START Selected text

A new substantial shareholder, who we think is from China may emerge in Anzo Holdings Bhd soon, following the group's two recent deals, the first where it won a RM1.3 billion contract to indirectly supply copper scrap to a large South-Korean based steel-maker, and today, a RM55 million deal to buy over a glove manufacturing plant.

  While it is interesting that Anzo is venturing into the glove business as the market for this is booming worldwide, what is even more interesting is that there are many investors out there who want to own a piece of Anzo, probably because of the jobs it has in hand.

  Tell me who wouldn't, especially when there is so much potential in the group now that it has new businesses to move forward and give it diversified earnings.

  Today Anzo told Bursa Malaysia that it will pay RM55 million to acquire a factory producing medical and/or nitrile gloves in Manjung Perak. 

  Anzo said it had entered into a term sheet with Wintrade World Sdn Bhd today to acquire the company's assets, including land, building, machineries and equipment in Manjung.

  We understand the company has been in business for over 18 years and has the track record and strong clients to purchase the medical gloves. The factory has been operating with nine production lines, with the potential to grow to 15 lines when the need arises.

END Selected text

**Required actions:**
1. In the Anzo Holdings article, how many production lines does the Manjung factory currently run?
2. Repeat the part of the Anzo Holdings article from "While it is" up to and including "equipment in Manjung.".
3. Carry on writing the Anzo Holdings article, picking up after its final sentence.
You won't need the items that follow.

START Information provided

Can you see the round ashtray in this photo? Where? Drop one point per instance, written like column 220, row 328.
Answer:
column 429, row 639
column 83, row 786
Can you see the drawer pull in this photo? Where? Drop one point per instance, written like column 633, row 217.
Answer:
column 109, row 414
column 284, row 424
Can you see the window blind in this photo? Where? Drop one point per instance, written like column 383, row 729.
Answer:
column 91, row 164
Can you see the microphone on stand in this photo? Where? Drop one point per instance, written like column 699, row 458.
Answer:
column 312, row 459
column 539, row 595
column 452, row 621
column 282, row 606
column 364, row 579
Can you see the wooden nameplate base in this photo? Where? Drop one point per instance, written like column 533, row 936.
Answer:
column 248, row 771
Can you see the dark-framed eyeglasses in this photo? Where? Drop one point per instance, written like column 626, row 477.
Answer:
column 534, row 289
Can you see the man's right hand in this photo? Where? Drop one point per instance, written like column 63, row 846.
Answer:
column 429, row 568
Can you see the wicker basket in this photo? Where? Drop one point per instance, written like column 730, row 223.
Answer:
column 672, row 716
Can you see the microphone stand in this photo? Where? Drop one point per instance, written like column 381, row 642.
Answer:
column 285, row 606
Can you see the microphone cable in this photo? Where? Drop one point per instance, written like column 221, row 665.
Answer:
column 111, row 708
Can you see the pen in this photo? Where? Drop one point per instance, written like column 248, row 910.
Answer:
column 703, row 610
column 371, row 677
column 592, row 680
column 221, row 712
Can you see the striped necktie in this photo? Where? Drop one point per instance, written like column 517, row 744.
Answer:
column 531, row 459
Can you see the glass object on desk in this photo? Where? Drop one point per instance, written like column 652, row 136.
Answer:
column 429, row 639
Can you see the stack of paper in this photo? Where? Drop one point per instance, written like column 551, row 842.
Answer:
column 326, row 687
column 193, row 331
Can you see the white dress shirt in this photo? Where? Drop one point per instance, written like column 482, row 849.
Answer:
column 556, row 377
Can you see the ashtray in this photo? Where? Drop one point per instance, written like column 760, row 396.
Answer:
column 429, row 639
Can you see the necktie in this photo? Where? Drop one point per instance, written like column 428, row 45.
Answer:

END Information provided

**Solved problems:**
1. Nine production lines.

2.
While it is interesting that Anzo is venturing into the glove business as the market for this is booming worldwide, what is even more interesting is that there are many investors out there who want to own a piece of Anzo, probably because of the jobs it has in hand.

  Tell me who wouldn't, especially when there is so much potential in the group now that it has new businesses to move forward and give it diversified earnings.

  Today Anzo told Bursa Malaysia that it will pay RM55 million to acquire a factory producing medical and/or nitrile gloves in Manjung Perak. 

  Anzo said it had entered into a term sheet with Wintrade World Sdn Bhd today to acquire the company's assets, including land, building, machineries and equipment in Manjung.

3.
  Anzo said the assets are ready to be mobilised and commissioned to produce 1.2 billion pieces of medical and/or nitrile gloves a year, or 100 million pieces a month. 

  While Anzo did not say how much in revenue it would generate from this business, we assume that 1.2 billion pieces of gloves would translate to about RM400 million in revenue for the group.

 We also believe that the 1.2 billion pieces of gloves it manufactures a year is from nine production lines. Imagine if Anzo increases this to 15 production lines, then it would well be manufacturing over 2 billion pieces of gloves per annum, doubling up the revenue to RM800 million.

  Anzo only told Bursa that the assets and its capacity is expected to generate substantial profits for the group without elaborating further on the exact amount it is expecting from this business venture.

  Looking at what the other glove markers in Malaysia are making, you can roughly estimate the expected net profit for Anzo.

  The current and highest market price for medical gloves or nitrile gloves is USD75 per box of 1,000 pieces. If Anzo sells 1.2 billion pieces of gloves at that price, it will make about RM200 million in net profit. Wow! That is a lot. And with 15 production lines, the net profit could exceed RM300 million. Again, these are my estimated calculations!

  One thing is for sure, we can expect that Anzo will be very profitable long term, and to remain one of Bursa's most active stocks. 

  Don't let the boat sail if you know what I mean regarding the stock!